THE TASK
The task calls for each record to be given again exactly.

** DATA FOR THIS EXERCISE follows **

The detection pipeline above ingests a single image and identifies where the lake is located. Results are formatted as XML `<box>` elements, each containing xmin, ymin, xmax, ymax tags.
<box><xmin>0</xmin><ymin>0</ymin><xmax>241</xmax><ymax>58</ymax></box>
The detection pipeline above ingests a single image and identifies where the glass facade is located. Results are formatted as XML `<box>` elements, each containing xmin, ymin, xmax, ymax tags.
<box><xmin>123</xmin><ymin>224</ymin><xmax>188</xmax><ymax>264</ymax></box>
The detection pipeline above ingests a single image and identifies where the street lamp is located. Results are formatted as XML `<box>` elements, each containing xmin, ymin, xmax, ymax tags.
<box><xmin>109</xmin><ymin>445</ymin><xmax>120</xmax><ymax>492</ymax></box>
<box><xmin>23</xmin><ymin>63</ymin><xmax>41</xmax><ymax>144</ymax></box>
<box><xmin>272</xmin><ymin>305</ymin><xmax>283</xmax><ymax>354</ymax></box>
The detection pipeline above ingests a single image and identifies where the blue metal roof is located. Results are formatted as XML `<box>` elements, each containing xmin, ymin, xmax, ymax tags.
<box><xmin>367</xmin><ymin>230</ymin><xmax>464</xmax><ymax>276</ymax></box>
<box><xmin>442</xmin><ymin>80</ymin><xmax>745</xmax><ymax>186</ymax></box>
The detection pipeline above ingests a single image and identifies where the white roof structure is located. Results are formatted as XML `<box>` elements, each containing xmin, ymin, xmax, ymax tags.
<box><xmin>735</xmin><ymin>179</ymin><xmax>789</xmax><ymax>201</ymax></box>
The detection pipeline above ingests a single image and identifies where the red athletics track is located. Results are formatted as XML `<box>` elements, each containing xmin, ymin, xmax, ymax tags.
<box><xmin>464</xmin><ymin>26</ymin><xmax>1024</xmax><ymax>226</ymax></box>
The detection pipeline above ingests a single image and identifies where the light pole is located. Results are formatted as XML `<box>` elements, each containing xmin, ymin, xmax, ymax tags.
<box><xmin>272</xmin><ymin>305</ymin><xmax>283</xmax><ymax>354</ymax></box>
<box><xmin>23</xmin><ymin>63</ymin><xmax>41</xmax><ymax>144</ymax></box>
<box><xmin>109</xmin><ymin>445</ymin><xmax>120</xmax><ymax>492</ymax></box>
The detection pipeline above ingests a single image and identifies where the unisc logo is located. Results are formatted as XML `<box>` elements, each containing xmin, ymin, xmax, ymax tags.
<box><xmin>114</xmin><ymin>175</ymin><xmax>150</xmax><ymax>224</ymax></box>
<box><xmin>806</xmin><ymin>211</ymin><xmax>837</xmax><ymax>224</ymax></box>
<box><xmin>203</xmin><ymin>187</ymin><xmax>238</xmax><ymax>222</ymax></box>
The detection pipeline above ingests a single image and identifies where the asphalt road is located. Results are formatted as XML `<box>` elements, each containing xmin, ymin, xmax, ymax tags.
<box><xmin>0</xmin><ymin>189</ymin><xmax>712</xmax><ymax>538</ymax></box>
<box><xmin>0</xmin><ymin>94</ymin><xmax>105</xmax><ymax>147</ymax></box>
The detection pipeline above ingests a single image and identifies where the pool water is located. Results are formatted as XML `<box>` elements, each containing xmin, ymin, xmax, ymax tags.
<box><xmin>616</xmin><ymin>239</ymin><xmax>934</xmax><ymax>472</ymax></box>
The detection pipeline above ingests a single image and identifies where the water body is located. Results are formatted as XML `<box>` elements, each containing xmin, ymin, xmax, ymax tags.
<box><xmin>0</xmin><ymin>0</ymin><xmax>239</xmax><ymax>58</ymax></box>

** End of DATA FOR THIS EXERCISE **

RESPONSE
The detection pipeline above ingests a single image and identifies where the lake is located. Results are formatted as XML `<box>` elements, each containing xmin, ymin, xmax, ymax tags.
<box><xmin>0</xmin><ymin>0</ymin><xmax>241</xmax><ymax>58</ymax></box>
The detection pipeline above ingests a single image and identifies where the glass facade is located. Results are formatted as XML `<box>` elements, each containing xmin, ymin, xmax, ymax tags.
<box><xmin>123</xmin><ymin>224</ymin><xmax>188</xmax><ymax>264</ymax></box>
The detection pipeline above ingests a single image and identifies where the street lamp is located. Results are formatted as XML `<box>` elements, each containing xmin, ymin, xmax, ymax tags.
<box><xmin>109</xmin><ymin>445</ymin><xmax>120</xmax><ymax>492</ymax></box>
<box><xmin>23</xmin><ymin>63</ymin><xmax>41</xmax><ymax>144</ymax></box>
<box><xmin>272</xmin><ymin>305</ymin><xmax>283</xmax><ymax>354</ymax></box>
The detection pipeline above ingests a single image and identifies where the blue metal roof is located. Results are formatted as XML `<box>` elements, each containing xmin, ymin, xmax, ymax tags.
<box><xmin>367</xmin><ymin>230</ymin><xmax>464</xmax><ymax>276</ymax></box>
<box><xmin>442</xmin><ymin>80</ymin><xmax>745</xmax><ymax>186</ymax></box>
The detection pipeline above ingests a single image and identifies where the white roof structure is located. Results are formatted as XML `<box>` elements, each containing xmin, ymin, xmax, ymax tags.
<box><xmin>735</xmin><ymin>179</ymin><xmax>789</xmax><ymax>201</ymax></box>
The detection pipeline above ingests a single image and identifies where the red athletics track is located. Results are formatted as XML `<box>` elements, each containing xmin, ymin, xmax, ymax tags.
<box><xmin>464</xmin><ymin>26</ymin><xmax>1024</xmax><ymax>226</ymax></box>
The detection pipeline above ingests a single image and identifies where the light pole is located. Results are formatted as XML `<box>` elements, each containing xmin, ymin, xmax, ymax tags.
<box><xmin>272</xmin><ymin>305</ymin><xmax>283</xmax><ymax>354</ymax></box>
<box><xmin>23</xmin><ymin>63</ymin><xmax>41</xmax><ymax>144</ymax></box>
<box><xmin>109</xmin><ymin>445</ymin><xmax>120</xmax><ymax>492</ymax></box>
The detection pipeline above ingests a single image and identifies where the unisc logo is located. Results are formatted as XML `<box>` elements, each containing xmin, ymin, xmax, ymax tags.
<box><xmin>114</xmin><ymin>175</ymin><xmax>150</xmax><ymax>224</ymax></box>
<box><xmin>806</xmin><ymin>211</ymin><xmax>837</xmax><ymax>224</ymax></box>
<box><xmin>203</xmin><ymin>187</ymin><xmax>238</xmax><ymax>222</ymax></box>
The detection pipeline above ingests a single image and identifies where the asphalt road is located. Results are formatted as XML `<box>` elements, each containing xmin, ymin, xmax, ymax tags.
<box><xmin>0</xmin><ymin>189</ymin><xmax>712</xmax><ymax>538</ymax></box>
<box><xmin>0</xmin><ymin>94</ymin><xmax>105</xmax><ymax>147</ymax></box>
The detection pipeline above ingests a single image and identifies where the pool water is located. Results are formatted as XML `<box>` elements, each containing xmin, ymin, xmax, ymax tags.
<box><xmin>616</xmin><ymin>239</ymin><xmax>934</xmax><ymax>472</ymax></box>
The detection pipeline above ingests a single image and identifies where the water body is located. Results are formatted as XML `<box>` elements, each containing xmin, ymin, xmax, ymax tags.
<box><xmin>0</xmin><ymin>0</ymin><xmax>239</xmax><ymax>58</ymax></box>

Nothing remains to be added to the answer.